▶ [Task description]: Convert the records below into a two-column CSV with one row per record and the header "text,answer". Put each record's text in "text" and its answer in "answer", quote every field, replace line breaks with spaces, and leave out the pictures.

BEGIN Dataset excerpts

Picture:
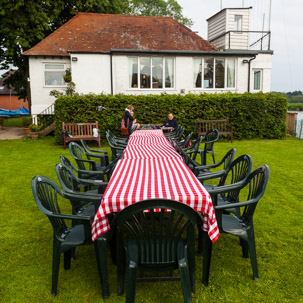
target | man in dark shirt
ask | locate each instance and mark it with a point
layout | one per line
(171, 121)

END Dataset excerpts

▶ [Problem solution]:
text,answer
"Picture: target | man in dark shirt ask | locate each instance and mark it with a point layout | one per line","(171, 121)"